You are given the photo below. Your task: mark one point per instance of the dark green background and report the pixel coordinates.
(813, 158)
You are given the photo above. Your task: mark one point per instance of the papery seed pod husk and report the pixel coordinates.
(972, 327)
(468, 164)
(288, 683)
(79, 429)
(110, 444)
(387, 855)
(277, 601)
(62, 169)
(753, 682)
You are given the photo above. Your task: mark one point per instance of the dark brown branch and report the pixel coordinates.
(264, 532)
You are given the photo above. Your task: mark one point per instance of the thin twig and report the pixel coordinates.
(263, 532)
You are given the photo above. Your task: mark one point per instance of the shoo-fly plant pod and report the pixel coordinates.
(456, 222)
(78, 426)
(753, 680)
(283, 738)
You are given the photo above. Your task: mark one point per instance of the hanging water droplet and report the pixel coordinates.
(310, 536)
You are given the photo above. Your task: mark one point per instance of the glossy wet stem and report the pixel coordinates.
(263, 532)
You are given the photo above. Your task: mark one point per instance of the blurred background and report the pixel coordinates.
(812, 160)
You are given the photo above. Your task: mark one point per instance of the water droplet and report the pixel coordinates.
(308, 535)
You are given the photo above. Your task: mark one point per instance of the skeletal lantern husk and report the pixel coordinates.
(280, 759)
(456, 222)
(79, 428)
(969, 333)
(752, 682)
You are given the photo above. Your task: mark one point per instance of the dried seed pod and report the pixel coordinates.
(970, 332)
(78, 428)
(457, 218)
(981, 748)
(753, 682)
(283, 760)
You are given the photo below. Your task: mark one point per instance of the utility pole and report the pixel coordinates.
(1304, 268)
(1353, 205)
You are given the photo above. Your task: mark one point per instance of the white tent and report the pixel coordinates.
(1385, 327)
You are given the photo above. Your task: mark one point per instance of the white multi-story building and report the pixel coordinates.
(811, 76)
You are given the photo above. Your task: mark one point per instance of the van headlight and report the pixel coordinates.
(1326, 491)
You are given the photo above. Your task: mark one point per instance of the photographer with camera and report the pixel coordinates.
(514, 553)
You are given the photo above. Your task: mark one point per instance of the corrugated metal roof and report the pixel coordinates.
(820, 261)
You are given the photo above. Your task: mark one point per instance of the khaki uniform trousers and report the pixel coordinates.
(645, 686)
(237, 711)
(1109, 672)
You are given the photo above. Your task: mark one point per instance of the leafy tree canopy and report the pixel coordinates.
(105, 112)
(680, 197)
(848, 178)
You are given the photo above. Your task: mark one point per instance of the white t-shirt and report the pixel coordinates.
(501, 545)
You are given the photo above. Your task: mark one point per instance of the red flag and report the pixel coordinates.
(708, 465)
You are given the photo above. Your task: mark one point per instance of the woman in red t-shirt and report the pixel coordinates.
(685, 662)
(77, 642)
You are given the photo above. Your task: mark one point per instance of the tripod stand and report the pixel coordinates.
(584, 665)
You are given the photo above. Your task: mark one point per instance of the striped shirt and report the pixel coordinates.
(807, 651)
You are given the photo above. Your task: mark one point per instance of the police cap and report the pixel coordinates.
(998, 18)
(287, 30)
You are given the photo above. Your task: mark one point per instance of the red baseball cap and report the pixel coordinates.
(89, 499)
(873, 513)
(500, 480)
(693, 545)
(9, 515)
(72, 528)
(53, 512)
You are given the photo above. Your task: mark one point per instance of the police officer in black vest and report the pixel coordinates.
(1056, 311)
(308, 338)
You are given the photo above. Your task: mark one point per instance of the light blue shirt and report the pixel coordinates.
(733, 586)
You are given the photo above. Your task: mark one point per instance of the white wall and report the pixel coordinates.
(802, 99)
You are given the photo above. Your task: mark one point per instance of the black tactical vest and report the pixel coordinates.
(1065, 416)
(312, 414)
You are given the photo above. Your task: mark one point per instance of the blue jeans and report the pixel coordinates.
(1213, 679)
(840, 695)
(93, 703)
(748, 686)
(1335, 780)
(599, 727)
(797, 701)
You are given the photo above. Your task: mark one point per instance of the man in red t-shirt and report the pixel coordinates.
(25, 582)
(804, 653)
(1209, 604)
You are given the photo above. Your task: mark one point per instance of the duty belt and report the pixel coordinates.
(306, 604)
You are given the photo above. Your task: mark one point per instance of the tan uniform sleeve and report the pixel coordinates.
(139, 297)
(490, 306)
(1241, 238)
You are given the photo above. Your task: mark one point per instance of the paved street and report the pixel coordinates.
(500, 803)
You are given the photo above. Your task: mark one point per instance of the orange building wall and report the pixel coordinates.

________________________

### WHAT IS EXPECTED
Your answer must be the full listing above, reproduced exactly.

### RESPONSE TO THIS TASK
You are given the photo below. Your task: mark one point per instance of the dark green background and report the pixel coordinates.
(813, 158)
You are given the photo above. Your task: mark one point per instance of the papery seed pod husk and report the pixel coordinates.
(972, 327)
(468, 164)
(288, 683)
(79, 429)
(110, 444)
(387, 855)
(277, 601)
(62, 169)
(753, 682)
You are given the photo above. Your task: mark one point per instance of the dark brown branch and report the pixel coordinates.
(264, 532)
You are given the photo above. Your task: mark one point per instance of the thin twig and report the pixel coordinates.
(263, 532)
You are given the photo above. Your task: mark one point per instance of the shoo-fly plant pod and report the pixel coordinates.
(456, 222)
(78, 426)
(753, 680)
(283, 738)
You are given the photo above. Your task: mark one point per instance of the hanging water droplet and report the pixel coordinates.
(310, 536)
You are given the photo above. Your task: mark one point per instance of the glossy wet stem and report the pixel coordinates.
(263, 532)
You are given the photo above. Your task: mark one point per instance of the blurred background and report the pixel coordinates.
(812, 160)
You are given the photo above. Your task: mark one point per instance of the water droplet and report the pixel coordinates.
(308, 535)
You are given the photo above. Your task: mark one point per instance of the skeletal lantern husk and report the pixel coordinates.
(280, 759)
(456, 222)
(79, 428)
(969, 333)
(752, 682)
You are given the photo above. Your task: mark one point per instance of the dried seed pod and report the pixel coordinates.
(970, 332)
(78, 428)
(457, 218)
(981, 748)
(753, 682)
(283, 760)
You are given the photo below. Your task: mark one point per instance of the utility pole and report the pixel coordinates.
(1304, 268)
(1353, 205)
You are given the photo above. Your task: mark one point per instance of the white tent and report the pixel coordinates.
(1385, 327)
You are given the photo above. Your task: mark one point per instance of the white multi-story building and report the pixel coordinates.
(811, 76)
You are given the photo above. Your task: mark one point per instance of the van headlight and report the pixel coordinates.
(1326, 491)
You are given the photo above. Your task: mark one point per instance of the photographer with camera and report the pixel coordinates.
(514, 553)
You are given the photo above. Your task: mark one point per instance of the corrugated metal roof and report the pixel coordinates.
(820, 261)
You are given the photo above. Your task: mark one point per instance of the khaki uniform trousers and report the pixel coordinates.
(645, 686)
(237, 711)
(1109, 672)
You are given the photo above. Your task: mark one point per instance of the leafy tree canopy and report the pixel coordinates.
(105, 112)
(680, 197)
(848, 178)
You are given the photo above. Your task: mark one point per instance of the white t-shirt and report the pixel coordinates.
(501, 545)
You are given the photo above. Your task: mark one point per instance of the red flag and report the pixel coordinates.
(708, 465)
You are given the photo above. Your task: mark one point per instance of the woman in red t-shirt and report the pixel coordinates.
(685, 662)
(77, 642)
You are given the photo above. Your task: mark one point per instance of the tripod stand and report the pixel coordinates.
(584, 665)
You are given the photo above. Your task: mark one point per instance of the striped shirt and report the pixel coordinates.
(807, 651)
You are given the photo above. Your task: mark one point per instance of the police cap and report the pixel coordinates.
(998, 18)
(287, 30)
You are given the photo above. Your task: mark one point per instance of the red baseball cap and report the pixel coordinates.
(89, 499)
(873, 513)
(500, 480)
(693, 545)
(9, 515)
(72, 528)
(53, 512)
You are given the photo above. Your task: mark one point per instance of the police officer in black vest and report the pixel coordinates.
(1056, 311)
(308, 338)
You are given the photo above. Your task: mark one point per instance of the light blue shirt and report the pixel coordinates.
(733, 586)
You are given the photo above. Your task: mark one point per instance of the white wall and report the pixel coordinates.
(802, 99)
You are given the photo above. Your task: mark one point per instance of the black tactical vest and report the pixel coordinates.
(1065, 416)
(312, 414)
You are given the photo above. Your task: mark one point per instance of the blue jeans and report the pixel coordinates.
(1213, 679)
(840, 695)
(93, 703)
(748, 686)
(1335, 780)
(599, 727)
(797, 701)
You are given the photo above. Your task: mark one point per instance of the man in red t-shirt and report the pixel coordinates.
(25, 582)
(804, 653)
(1209, 604)
You are given the photo above. Your task: mark one point per instance of the duty belt and report the pixel coordinates.
(306, 604)
You are given the photo above. Your task: mark one point per instance of the tan uniform sleeve and report the pixel coordinates.
(139, 297)
(490, 306)
(1241, 238)
You are given the photo above. Your task: mark one point per instance of the paved street and report the pixel coordinates.
(500, 803)
You are given the photo above. Your task: mark one point per instance of the orange building wall and report the pixel coordinates.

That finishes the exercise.